(Data entries)
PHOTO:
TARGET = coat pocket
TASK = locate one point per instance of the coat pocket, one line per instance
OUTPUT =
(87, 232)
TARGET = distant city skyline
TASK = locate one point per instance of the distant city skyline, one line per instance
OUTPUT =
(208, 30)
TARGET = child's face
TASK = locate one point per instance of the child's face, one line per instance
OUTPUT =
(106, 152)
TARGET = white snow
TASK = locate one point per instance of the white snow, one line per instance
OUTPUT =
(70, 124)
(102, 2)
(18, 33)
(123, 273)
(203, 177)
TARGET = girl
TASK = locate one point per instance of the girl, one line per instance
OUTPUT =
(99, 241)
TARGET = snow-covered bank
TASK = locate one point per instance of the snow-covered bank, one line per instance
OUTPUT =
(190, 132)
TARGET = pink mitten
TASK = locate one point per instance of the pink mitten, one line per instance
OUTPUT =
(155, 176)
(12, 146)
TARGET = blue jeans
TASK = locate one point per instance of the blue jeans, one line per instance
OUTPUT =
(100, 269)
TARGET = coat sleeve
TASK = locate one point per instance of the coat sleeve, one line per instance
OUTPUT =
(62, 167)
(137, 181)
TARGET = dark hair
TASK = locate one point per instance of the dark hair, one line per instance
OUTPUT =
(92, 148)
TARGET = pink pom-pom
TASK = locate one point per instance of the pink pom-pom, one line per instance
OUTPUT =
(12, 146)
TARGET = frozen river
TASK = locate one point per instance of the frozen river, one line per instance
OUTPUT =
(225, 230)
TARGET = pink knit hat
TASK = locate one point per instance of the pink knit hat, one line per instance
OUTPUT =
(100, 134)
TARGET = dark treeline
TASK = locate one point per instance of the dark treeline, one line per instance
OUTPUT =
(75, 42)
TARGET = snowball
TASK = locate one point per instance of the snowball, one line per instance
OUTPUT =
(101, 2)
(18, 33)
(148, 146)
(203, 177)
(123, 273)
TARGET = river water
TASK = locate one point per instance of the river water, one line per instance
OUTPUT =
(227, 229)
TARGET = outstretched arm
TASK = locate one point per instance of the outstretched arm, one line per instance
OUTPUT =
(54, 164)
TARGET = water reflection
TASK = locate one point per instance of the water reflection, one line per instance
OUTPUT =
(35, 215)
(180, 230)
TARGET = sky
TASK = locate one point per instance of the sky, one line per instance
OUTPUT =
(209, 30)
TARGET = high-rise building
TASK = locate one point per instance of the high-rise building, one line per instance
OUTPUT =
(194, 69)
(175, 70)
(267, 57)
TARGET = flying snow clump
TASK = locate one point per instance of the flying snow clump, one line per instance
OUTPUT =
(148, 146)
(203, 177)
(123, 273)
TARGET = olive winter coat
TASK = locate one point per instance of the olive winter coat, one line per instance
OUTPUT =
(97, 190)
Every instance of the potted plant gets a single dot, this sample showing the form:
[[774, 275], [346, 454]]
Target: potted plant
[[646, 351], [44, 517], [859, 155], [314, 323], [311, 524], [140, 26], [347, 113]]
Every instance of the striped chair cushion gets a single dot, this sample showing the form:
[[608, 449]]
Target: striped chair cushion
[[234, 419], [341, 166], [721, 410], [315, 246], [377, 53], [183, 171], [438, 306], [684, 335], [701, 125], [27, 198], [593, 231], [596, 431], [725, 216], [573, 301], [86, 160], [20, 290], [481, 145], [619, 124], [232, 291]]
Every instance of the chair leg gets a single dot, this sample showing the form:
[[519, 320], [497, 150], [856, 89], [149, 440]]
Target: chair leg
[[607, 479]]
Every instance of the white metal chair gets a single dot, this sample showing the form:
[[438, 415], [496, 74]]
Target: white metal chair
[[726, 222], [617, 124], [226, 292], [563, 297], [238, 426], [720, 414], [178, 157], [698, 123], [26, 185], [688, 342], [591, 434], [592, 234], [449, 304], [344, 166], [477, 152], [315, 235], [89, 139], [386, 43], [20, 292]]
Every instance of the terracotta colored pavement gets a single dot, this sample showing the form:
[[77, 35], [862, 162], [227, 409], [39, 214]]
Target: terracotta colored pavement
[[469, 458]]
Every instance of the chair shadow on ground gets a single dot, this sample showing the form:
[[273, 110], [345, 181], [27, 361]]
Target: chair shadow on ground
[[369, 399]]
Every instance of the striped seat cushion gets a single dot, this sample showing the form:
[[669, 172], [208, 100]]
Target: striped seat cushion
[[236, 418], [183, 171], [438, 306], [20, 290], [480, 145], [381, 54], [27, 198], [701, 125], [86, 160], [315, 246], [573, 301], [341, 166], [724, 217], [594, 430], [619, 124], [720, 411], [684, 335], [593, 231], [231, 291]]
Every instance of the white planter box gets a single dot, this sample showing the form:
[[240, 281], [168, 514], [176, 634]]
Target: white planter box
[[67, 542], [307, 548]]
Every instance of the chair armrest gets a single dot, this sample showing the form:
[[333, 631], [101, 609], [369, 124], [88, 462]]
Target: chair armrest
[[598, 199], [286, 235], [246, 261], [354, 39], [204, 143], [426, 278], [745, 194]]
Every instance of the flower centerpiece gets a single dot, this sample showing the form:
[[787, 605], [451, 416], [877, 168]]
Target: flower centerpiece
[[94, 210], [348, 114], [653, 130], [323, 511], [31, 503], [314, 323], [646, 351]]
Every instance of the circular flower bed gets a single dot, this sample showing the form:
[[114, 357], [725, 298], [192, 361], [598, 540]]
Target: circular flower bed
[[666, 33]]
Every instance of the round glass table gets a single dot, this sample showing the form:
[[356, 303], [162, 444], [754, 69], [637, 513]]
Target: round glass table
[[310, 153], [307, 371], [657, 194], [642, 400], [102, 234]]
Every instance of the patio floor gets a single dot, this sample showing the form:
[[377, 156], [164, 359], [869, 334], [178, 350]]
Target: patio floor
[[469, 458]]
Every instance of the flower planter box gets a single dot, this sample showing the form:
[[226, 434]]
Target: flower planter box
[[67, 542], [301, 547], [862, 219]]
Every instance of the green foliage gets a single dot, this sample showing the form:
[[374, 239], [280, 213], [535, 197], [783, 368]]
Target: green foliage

*YOUR ASSIGNMENT*
Copy out every line of the data in which the word "frozen" is found.

*RESULT*
TARGET = frozen river
TASK = locate one point per instance of the frozen river, one line per instance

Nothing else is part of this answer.